What you have to do: Transcribe, word for word and without additions, each line below from the one containing "# point at: pale" through the one containing "# point at: groom's suit", both ends included.

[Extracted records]
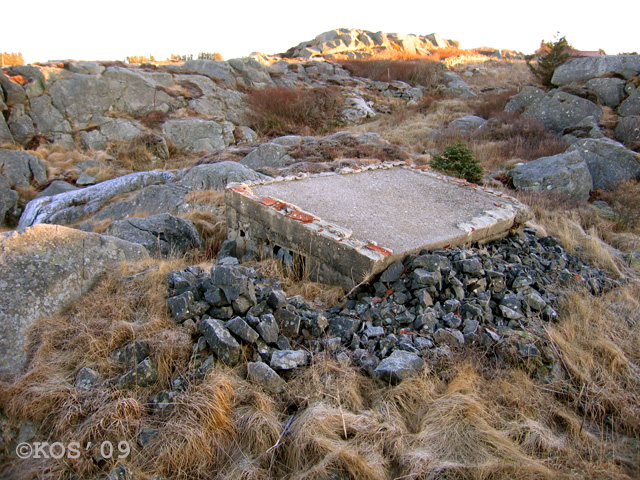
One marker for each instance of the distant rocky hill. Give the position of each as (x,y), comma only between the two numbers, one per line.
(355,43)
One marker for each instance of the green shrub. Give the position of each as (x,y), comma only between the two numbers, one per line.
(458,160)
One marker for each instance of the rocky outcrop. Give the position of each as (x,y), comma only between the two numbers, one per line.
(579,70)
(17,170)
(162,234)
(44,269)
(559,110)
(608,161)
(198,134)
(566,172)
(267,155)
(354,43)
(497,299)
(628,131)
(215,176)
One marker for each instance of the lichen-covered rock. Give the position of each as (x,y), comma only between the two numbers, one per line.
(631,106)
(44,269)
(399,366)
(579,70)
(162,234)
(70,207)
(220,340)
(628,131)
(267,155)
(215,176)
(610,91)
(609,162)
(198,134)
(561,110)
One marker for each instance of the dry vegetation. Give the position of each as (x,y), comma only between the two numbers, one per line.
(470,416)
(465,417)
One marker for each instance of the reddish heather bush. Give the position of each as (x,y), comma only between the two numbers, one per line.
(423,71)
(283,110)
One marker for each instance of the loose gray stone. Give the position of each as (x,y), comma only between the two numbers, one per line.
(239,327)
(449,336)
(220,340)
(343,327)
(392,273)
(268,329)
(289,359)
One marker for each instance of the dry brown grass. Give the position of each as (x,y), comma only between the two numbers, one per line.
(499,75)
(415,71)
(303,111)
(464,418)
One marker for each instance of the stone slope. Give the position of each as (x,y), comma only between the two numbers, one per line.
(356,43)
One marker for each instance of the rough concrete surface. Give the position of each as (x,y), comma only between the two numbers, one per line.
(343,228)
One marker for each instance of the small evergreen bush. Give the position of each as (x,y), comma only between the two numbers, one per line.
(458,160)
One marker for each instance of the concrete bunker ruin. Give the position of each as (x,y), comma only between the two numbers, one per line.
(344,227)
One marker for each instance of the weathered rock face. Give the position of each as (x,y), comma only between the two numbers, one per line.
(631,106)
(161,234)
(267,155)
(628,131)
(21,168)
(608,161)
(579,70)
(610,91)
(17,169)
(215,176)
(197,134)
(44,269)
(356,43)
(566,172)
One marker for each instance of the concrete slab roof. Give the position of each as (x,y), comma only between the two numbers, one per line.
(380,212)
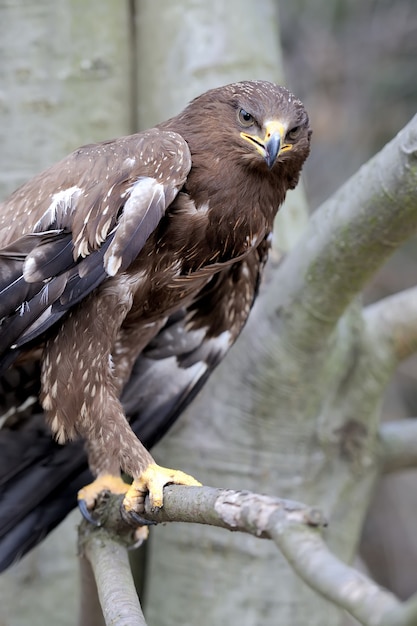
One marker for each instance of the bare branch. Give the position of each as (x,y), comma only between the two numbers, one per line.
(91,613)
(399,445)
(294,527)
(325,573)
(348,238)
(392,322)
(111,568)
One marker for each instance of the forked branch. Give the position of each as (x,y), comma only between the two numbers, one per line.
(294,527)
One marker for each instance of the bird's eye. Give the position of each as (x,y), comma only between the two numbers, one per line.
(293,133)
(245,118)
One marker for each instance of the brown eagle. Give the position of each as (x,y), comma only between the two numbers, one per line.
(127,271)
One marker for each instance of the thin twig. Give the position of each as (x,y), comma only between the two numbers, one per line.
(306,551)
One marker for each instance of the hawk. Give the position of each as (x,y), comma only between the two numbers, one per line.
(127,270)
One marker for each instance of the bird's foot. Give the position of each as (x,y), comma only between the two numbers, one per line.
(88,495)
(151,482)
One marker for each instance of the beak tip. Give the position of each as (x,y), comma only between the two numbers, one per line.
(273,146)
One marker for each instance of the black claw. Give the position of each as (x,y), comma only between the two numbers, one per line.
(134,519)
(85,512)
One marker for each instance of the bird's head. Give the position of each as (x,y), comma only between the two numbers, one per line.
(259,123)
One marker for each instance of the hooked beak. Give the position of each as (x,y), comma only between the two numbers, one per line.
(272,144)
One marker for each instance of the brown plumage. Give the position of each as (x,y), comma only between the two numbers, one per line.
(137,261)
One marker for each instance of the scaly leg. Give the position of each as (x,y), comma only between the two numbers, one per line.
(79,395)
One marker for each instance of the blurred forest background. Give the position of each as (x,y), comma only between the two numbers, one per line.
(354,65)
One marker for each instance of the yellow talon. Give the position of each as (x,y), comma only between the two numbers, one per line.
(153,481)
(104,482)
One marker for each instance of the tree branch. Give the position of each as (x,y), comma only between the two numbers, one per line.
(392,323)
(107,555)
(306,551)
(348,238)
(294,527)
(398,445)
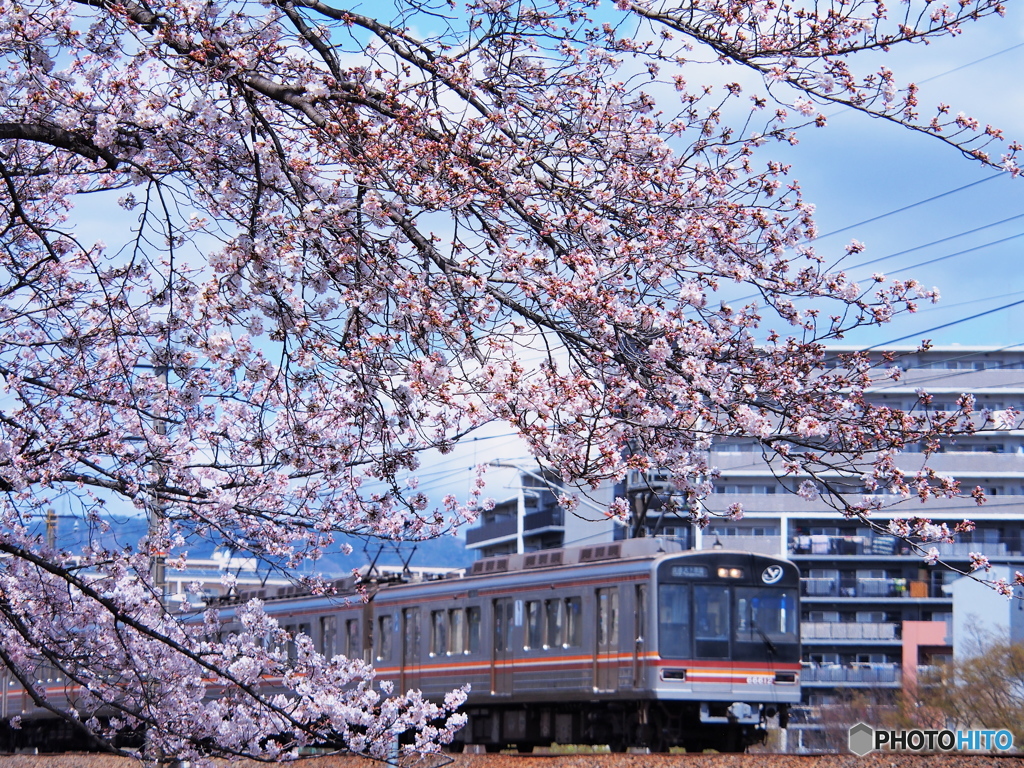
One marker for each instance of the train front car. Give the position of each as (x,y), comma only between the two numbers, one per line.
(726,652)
...
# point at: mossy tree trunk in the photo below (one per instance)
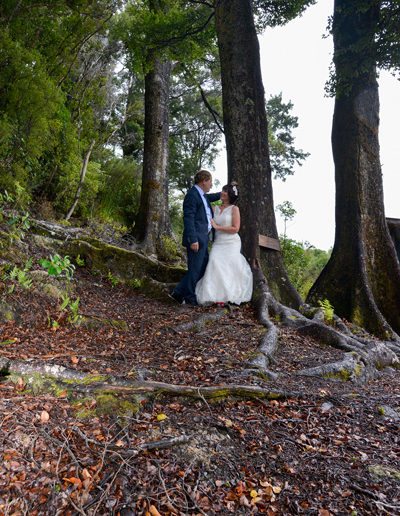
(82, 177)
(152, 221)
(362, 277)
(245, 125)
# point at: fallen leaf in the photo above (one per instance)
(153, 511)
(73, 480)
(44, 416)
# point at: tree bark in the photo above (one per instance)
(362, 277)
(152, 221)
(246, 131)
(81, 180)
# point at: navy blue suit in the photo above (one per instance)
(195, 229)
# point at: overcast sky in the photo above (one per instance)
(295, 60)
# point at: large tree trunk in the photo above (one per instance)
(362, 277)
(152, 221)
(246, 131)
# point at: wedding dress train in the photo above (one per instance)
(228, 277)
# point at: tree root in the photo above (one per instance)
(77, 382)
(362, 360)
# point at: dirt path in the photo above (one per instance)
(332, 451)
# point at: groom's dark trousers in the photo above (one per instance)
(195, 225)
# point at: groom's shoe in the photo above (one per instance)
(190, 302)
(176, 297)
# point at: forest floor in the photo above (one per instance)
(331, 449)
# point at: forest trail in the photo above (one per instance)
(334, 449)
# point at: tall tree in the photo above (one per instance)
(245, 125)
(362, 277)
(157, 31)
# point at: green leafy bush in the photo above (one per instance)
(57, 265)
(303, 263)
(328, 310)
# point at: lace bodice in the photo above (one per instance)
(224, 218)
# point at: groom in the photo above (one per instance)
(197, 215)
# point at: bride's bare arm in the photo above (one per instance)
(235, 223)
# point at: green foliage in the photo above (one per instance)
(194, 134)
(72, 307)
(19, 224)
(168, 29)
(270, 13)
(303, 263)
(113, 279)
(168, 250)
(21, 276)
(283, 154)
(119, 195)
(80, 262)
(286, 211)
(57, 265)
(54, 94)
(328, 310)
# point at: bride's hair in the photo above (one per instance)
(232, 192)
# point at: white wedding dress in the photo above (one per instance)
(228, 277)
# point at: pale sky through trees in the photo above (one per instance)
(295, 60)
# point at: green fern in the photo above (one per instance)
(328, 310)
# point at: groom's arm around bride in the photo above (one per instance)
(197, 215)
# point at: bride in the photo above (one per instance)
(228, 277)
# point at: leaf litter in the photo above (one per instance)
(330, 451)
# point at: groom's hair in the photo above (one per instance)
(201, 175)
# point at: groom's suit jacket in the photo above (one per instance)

Task solution:
# point at: pale sky through trees in the photo above (one per instance)
(295, 60)
# point at: green fern in the photo above (one per instance)
(328, 310)
# point at: groom's arm around bride in the photo above (one per instance)
(197, 215)
# point at: bride in the photo above (one per instance)
(228, 277)
# point at: leaf litter in the photo above (one per instance)
(330, 451)
# point at: groom's hair in the photo above (one per instance)
(201, 175)
# point at: groom's suit jacket in the photo above (one per instance)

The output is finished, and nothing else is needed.